■ TASK PROMPT
Leave every entry as it is and write the data out in full.

....................

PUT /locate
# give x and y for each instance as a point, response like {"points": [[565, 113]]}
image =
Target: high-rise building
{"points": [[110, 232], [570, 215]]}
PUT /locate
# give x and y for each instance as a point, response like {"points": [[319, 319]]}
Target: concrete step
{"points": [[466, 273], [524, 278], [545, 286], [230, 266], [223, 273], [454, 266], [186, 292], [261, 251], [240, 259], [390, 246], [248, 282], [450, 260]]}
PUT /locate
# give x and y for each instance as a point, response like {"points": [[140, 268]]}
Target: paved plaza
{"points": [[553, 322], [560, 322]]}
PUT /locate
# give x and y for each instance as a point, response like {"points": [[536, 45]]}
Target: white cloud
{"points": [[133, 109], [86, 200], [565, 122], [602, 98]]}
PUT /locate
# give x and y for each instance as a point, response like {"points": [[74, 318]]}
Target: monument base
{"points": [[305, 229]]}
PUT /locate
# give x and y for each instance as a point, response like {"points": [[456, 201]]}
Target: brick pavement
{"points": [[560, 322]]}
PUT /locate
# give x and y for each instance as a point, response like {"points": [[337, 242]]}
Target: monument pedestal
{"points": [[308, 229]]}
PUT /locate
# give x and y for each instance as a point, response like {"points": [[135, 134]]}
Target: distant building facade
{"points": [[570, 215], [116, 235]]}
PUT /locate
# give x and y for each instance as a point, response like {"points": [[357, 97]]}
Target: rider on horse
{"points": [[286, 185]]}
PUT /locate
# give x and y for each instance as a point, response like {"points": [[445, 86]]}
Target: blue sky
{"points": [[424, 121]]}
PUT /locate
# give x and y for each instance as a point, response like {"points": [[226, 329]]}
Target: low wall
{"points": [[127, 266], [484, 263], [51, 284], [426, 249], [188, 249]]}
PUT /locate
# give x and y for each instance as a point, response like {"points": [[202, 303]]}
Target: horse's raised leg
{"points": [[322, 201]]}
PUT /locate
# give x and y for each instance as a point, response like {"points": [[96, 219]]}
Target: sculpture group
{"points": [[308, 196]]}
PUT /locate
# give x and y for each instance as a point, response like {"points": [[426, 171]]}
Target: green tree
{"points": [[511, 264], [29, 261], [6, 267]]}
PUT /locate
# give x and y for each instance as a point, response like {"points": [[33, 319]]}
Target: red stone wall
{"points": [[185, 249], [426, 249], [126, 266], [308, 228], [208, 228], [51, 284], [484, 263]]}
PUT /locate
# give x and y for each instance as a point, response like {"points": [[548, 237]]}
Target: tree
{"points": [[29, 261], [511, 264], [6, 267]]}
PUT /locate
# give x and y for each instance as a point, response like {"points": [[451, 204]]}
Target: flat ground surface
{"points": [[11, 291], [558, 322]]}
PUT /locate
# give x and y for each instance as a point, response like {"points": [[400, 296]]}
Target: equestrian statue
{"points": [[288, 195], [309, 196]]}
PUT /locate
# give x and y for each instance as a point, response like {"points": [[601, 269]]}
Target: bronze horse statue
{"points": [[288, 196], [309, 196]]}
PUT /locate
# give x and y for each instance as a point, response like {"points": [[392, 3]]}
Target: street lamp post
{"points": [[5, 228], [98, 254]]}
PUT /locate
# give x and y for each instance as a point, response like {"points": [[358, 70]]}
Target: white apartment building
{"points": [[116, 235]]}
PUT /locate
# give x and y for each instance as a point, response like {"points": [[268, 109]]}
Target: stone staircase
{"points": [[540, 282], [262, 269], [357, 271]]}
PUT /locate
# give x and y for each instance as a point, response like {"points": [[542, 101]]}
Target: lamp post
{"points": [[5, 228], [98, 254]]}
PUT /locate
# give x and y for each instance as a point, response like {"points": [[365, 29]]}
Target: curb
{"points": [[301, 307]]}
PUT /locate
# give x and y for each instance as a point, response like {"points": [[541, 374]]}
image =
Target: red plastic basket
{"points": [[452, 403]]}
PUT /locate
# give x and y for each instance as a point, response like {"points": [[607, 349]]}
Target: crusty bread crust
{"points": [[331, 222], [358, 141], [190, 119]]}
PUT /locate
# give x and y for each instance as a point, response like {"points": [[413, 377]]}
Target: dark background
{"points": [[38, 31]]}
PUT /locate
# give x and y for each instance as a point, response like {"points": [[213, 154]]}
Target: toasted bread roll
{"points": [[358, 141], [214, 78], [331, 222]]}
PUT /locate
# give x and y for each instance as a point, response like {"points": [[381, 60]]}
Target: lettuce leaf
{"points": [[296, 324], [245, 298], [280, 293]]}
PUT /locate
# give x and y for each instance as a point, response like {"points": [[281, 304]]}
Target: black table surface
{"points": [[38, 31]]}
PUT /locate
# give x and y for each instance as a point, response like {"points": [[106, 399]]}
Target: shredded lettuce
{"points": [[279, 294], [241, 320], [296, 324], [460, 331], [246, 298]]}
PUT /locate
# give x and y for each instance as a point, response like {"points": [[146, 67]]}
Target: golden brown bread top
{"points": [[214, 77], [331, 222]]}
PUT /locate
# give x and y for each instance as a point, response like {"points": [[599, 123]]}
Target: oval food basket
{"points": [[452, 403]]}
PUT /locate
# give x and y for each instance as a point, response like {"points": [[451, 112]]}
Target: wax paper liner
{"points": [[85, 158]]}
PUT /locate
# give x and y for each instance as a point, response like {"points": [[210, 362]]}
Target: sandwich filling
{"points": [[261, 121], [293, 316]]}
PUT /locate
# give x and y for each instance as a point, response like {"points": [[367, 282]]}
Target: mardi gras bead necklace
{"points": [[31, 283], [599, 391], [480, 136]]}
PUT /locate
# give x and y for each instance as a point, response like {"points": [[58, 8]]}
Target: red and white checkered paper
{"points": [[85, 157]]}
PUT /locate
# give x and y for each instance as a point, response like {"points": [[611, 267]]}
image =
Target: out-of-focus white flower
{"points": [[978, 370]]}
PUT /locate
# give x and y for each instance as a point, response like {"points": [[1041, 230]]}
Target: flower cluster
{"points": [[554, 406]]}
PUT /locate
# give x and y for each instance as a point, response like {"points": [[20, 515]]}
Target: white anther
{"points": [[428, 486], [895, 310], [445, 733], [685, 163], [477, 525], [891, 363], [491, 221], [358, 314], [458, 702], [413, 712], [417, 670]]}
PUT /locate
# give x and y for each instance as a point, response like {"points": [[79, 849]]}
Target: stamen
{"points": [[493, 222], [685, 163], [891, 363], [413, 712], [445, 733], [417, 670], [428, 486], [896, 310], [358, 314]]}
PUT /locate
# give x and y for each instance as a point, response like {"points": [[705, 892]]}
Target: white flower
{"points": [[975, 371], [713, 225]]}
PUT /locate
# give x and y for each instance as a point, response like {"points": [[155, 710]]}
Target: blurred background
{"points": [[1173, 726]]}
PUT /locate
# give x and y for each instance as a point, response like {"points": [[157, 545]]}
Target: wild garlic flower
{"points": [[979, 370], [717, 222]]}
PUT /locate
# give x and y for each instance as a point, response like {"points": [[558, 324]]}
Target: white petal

....................

■ SOLUTION TO THIS EXERCISE
PUT /locate
# give x and y for each instance as a point, response like {"points": [[565, 113]]}
image =
Target: high-rise building
{"points": [[110, 232], [570, 215]]}
PUT /locate
# give x and y for each instance as a point, response like {"points": [[319, 319]]}
Target: concrete step
{"points": [[466, 273], [524, 278], [545, 286], [230, 266], [223, 273], [454, 266], [186, 292], [261, 251], [240, 259], [390, 246], [248, 282], [450, 260]]}
PUT /locate
# give x and y for each instance as a point, response like {"points": [[140, 268]]}
Target: paved plaza
{"points": [[553, 322], [560, 322]]}
PUT /locate
# give x and y for each instance as a point, response like {"points": [[536, 45]]}
Target: white cloud
{"points": [[133, 109], [86, 200], [565, 122], [602, 98]]}
PUT /locate
# give x and y for each instance as a point, response like {"points": [[74, 318]]}
Target: monument base
{"points": [[305, 229]]}
PUT /locate
# give x and y for each instance as a point, response like {"points": [[456, 201]]}
Target: brick pavement
{"points": [[560, 322]]}
PUT /locate
# give x and y for each instance as a point, response like {"points": [[337, 242]]}
Target: monument pedestal
{"points": [[308, 229]]}
PUT /locate
# give x and y for each instance as a point, response like {"points": [[135, 134]]}
Target: distant building facade
{"points": [[570, 215], [116, 235]]}
PUT /locate
# give x and y for each instance as a point, response like {"points": [[357, 97]]}
Target: rider on horse
{"points": [[286, 185]]}
PUT /locate
# give x and y for each instance as a point, response like {"points": [[445, 86]]}
Target: blue sky
{"points": [[424, 121]]}
PUT /locate
# give x and y for each instance as a point, response like {"points": [[226, 329]]}
Target: low wall
{"points": [[127, 266], [484, 263], [51, 284], [426, 249], [188, 249]]}
PUT /locate
# give x and y for each instance as a point, response like {"points": [[202, 303]]}
Target: horse's raised leg
{"points": [[322, 201]]}
PUT /locate
# give x and y for each instance as a point, response like {"points": [[96, 219]]}
Target: sculpture group
{"points": [[308, 196]]}
PUT /locate
# give x and y for each instance as a point, response like {"points": [[426, 171]]}
Target: green tree
{"points": [[511, 264], [29, 261], [6, 267]]}
PUT /locate
# give x and y for each instance as a point, response like {"points": [[33, 319]]}
Target: red stone wall
{"points": [[185, 249], [426, 249], [126, 266], [308, 228], [208, 228], [51, 284], [484, 263]]}
PUT /locate
# give x and y for each instance as a point, response like {"points": [[548, 237]]}
Target: tree
{"points": [[29, 261], [511, 264], [6, 267]]}
PUT /locate
# give x and y for each instance as a point, response like {"points": [[451, 204]]}
Target: flat ground surface
{"points": [[11, 291], [558, 322]]}
PUT /locate
# give x and y for each instance as a point, response like {"points": [[400, 296]]}
Target: equestrian statue
{"points": [[288, 195], [309, 196]]}
PUT /locate
# give x and y for each instance as a point, response like {"points": [[601, 269]]}
Target: bronze horse statue
{"points": [[288, 196], [309, 196]]}
PUT /locate
# give x and y for each instance as a point, response like {"points": [[392, 3]]}
Target: street lamp post
{"points": [[5, 228], [98, 254]]}
PUT /locate
# give x and y for each instance as a point, response like {"points": [[358, 70]]}
Target: white apartment building
{"points": [[116, 235]]}
PUT /locate
# give x and y for each instance as a point, response like {"points": [[268, 109]]}
Target: stone staircase
{"points": [[540, 282], [262, 269], [357, 271]]}
PUT /locate
# give x and y for each instance as a point, response like {"points": [[542, 101]]}
Target: lamp post
{"points": [[5, 228], [98, 254]]}
PUT /locate
# give x and y for each instance as a point, response like {"points": [[365, 29]]}
Target: curb
{"points": [[301, 307]]}
PUT /locate
# give x and y for each instance as a point, response like {"points": [[541, 374]]}
image =
Target: red plastic basket
{"points": [[452, 403]]}
PUT /locate
# give x and y for each instance as a point, response like {"points": [[607, 349]]}
Target: crusty bread crust
{"points": [[331, 222], [358, 141], [190, 119]]}
PUT /locate
# give x and y for each instance as a point, response like {"points": [[413, 377]]}
Target: dark background
{"points": [[38, 31]]}
PUT /locate
# give x and y for each instance as a point, response like {"points": [[213, 154]]}
Target: toasted bread roll
{"points": [[358, 141], [214, 78], [331, 222]]}
PUT /locate
# give x and y for each instance as a point, response like {"points": [[381, 60]]}
Target: lettuce leaf
{"points": [[296, 324], [245, 298], [280, 293]]}
PUT /locate
# give x and y for each instance as a point, response like {"points": [[281, 304]]}
Target: black table surface
{"points": [[38, 31]]}
PUT /locate
# give x and y for each instance as a point, response like {"points": [[106, 399]]}
Target: shredded lettuce
{"points": [[279, 294], [241, 320], [296, 324], [460, 331], [246, 298]]}
PUT /locate
# give x and y for each instance as a point, response like {"points": [[146, 67]]}
Target: golden brown bread top
{"points": [[214, 77], [331, 222]]}
PUT /locate
# give x and y for each instance as a point, response like {"points": [[599, 123]]}
Target: oval food basket
{"points": [[452, 403]]}
PUT /locate
# give x and y for each instance as a point, response like {"points": [[451, 112]]}
Target: wax paper liner
{"points": [[85, 158]]}
PUT /locate
# give x and y for each instance as a point, response like {"points": [[210, 362]]}
Target: sandwich filling
{"points": [[261, 121], [293, 316]]}
PUT /locate
# give x and y for each instance as a point, response like {"points": [[367, 282]]}
Target: mardi gras bead necklace
{"points": [[31, 283], [599, 391], [480, 136]]}
PUT /locate
# give x and y for each instance as a point, response like {"points": [[58, 8]]}
Target: red and white checkered paper
{"points": [[85, 157]]}
PUT /locate
# give x and y for each instance as a point, response like {"points": [[611, 267]]}
image =
Target: out-of-focus white flower
{"points": [[978, 370]]}
PUT /locate
# give x and y for each instance as a point, response like {"points": [[1041, 230]]}
Target: flower cluster
{"points": [[554, 406]]}
PUT /locate
# give x and y for each instance as a point, response like {"points": [[20, 515]]}
Target: white anther
{"points": [[428, 486], [895, 310], [445, 733], [685, 163], [477, 525], [891, 363], [491, 221], [358, 314], [458, 702], [413, 712], [417, 670]]}
PUT /locate
# give x and y for each instance as a point, response like {"points": [[79, 849]]}
Target: stamen
{"points": [[493, 222], [685, 163], [891, 363], [413, 712], [445, 733], [417, 670], [428, 486], [896, 310], [358, 314]]}
PUT /locate
# give x and y for each instance as a point, response like {"points": [[705, 892]]}
Target: white flower
{"points": [[975, 371], [713, 225]]}
PUT /locate
# give x and y for each instance as a point, response like {"points": [[155, 710]]}
Target: blurred background
{"points": [[1173, 726]]}
PUT /locate
# give x and y for each instance as a point, response like {"points": [[157, 545]]}
Target: wild garlic flower
{"points": [[979, 370], [717, 222]]}
PUT /locate
# give x and y for each instance as a point, response like {"points": [[558, 324]]}
Target: white petal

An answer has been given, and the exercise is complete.